== PROVIDED RECORDS ==

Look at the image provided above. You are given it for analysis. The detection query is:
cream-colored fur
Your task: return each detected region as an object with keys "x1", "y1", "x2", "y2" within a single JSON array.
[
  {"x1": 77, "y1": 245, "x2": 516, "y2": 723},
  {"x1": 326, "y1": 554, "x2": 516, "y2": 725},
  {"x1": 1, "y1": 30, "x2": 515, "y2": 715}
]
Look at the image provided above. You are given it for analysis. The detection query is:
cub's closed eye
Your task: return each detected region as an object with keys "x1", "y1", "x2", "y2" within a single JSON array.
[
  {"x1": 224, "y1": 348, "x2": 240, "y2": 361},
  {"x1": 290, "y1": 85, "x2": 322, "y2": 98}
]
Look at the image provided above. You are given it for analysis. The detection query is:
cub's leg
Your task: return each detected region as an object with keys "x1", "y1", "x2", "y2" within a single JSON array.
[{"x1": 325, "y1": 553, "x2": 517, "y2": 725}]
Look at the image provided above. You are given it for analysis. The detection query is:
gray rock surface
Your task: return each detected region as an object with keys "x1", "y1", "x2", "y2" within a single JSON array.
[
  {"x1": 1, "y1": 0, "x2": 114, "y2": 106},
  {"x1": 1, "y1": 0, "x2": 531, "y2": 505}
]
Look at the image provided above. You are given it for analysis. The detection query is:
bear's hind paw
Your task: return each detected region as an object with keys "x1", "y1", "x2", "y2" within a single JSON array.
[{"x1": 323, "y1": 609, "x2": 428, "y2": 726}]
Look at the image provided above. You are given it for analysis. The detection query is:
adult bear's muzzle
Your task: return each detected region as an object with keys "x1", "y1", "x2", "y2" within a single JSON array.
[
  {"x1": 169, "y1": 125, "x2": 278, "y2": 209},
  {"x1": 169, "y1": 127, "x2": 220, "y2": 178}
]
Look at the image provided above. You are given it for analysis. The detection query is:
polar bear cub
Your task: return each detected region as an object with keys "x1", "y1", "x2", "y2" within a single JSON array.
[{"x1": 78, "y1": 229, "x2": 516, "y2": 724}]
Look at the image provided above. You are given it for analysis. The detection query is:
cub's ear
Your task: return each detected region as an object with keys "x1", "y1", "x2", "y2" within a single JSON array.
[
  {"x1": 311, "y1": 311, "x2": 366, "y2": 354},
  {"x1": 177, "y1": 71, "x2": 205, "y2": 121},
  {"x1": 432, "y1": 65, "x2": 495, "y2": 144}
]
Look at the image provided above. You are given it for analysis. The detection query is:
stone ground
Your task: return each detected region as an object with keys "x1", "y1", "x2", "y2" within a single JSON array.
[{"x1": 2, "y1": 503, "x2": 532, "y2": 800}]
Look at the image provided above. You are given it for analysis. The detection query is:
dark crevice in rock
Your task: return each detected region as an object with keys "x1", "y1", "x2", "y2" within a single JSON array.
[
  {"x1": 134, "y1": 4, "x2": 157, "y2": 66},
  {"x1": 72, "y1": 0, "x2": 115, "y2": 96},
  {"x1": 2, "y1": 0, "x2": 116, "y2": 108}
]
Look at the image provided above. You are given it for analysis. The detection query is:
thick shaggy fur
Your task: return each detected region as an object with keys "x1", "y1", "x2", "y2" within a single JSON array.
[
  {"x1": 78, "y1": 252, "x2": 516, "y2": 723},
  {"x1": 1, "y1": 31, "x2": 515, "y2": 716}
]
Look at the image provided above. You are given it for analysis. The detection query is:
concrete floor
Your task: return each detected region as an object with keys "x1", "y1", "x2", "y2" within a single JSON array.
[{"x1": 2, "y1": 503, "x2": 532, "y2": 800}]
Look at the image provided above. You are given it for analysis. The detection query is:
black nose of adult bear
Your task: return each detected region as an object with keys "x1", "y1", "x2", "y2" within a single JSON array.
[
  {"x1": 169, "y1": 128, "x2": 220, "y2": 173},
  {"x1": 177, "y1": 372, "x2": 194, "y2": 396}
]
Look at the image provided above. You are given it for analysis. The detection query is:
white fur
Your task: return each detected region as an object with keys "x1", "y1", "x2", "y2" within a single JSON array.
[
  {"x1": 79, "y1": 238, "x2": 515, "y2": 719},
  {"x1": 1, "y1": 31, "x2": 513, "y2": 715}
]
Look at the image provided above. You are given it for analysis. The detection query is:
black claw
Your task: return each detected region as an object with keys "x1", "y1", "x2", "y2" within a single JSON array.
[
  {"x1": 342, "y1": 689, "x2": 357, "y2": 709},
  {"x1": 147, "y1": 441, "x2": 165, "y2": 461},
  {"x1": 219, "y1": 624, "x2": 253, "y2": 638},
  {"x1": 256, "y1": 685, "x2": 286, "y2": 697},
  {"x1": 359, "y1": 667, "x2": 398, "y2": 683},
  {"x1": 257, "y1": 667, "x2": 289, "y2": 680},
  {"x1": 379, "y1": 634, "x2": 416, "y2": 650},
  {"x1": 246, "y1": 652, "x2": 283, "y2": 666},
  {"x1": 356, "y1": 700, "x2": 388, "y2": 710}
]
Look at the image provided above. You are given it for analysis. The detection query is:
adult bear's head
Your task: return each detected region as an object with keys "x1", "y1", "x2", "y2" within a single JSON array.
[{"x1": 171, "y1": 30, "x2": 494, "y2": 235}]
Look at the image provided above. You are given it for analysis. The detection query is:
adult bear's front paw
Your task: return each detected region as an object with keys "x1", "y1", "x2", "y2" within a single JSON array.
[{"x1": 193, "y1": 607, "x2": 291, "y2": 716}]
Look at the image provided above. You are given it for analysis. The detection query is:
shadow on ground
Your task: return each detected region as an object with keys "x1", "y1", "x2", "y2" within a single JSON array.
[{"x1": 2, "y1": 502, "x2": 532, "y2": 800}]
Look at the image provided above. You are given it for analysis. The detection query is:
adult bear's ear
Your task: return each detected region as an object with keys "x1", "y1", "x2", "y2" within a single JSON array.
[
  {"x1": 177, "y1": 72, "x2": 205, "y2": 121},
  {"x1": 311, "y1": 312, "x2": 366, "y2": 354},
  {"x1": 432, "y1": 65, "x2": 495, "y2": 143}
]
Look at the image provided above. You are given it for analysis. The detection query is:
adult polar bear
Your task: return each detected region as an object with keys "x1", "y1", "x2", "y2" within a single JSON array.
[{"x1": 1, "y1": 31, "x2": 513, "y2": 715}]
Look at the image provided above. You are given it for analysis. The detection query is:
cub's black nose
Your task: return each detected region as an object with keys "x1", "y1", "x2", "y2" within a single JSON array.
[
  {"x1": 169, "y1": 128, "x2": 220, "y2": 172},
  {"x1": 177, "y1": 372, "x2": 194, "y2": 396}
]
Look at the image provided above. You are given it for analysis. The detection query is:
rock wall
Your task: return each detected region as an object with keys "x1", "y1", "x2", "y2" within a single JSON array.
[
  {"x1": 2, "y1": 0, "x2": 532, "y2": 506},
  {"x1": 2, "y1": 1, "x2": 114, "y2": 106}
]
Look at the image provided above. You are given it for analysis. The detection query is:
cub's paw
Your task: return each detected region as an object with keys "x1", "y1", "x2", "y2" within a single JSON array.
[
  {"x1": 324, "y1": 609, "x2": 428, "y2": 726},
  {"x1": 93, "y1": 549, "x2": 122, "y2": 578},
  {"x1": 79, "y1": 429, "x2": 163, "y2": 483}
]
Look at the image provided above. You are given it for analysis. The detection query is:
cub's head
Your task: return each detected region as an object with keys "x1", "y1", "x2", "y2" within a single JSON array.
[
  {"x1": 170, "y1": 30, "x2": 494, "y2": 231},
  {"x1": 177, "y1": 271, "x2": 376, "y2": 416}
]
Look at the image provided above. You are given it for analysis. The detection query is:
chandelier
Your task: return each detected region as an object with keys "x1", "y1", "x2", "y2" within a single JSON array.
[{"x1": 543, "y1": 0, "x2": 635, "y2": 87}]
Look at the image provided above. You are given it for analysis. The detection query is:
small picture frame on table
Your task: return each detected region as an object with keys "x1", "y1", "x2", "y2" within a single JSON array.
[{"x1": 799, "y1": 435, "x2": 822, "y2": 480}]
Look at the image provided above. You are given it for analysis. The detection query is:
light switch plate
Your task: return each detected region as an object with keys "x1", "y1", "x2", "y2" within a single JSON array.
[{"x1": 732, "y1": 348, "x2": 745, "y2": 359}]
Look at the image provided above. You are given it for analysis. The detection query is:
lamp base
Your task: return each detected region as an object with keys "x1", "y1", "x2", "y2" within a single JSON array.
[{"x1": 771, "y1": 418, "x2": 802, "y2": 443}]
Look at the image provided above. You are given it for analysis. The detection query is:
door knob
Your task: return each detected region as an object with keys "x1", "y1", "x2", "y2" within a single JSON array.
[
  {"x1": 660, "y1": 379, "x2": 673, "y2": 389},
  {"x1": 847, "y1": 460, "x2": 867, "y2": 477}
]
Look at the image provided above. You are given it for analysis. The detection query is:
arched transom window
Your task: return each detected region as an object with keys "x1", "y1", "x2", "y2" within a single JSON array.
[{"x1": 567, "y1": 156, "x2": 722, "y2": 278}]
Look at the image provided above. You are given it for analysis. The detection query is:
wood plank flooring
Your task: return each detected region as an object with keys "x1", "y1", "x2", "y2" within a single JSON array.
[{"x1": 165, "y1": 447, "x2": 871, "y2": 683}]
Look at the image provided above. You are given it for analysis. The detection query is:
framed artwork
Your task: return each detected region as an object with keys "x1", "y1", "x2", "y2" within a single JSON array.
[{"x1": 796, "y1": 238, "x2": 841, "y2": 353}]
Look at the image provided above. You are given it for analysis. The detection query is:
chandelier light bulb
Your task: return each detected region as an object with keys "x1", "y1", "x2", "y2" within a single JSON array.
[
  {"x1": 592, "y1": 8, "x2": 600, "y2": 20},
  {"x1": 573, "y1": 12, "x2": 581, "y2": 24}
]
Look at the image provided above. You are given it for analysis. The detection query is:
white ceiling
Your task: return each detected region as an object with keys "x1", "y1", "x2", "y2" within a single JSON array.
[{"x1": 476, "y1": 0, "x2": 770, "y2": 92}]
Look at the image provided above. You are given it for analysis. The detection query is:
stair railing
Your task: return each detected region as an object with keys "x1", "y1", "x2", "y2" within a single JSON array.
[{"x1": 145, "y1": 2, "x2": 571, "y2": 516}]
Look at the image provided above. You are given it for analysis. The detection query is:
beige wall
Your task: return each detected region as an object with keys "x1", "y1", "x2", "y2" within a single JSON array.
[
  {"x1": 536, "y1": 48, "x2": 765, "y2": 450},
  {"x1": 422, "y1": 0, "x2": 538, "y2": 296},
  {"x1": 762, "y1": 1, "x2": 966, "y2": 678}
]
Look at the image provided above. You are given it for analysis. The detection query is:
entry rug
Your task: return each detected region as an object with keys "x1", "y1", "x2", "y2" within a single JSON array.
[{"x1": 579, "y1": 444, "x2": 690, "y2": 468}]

== EXERCISE ==
For the word "black", count the lines of the listing above that hold it; the number alone is the answer.

== ANSWER TO THIS TASK ==
3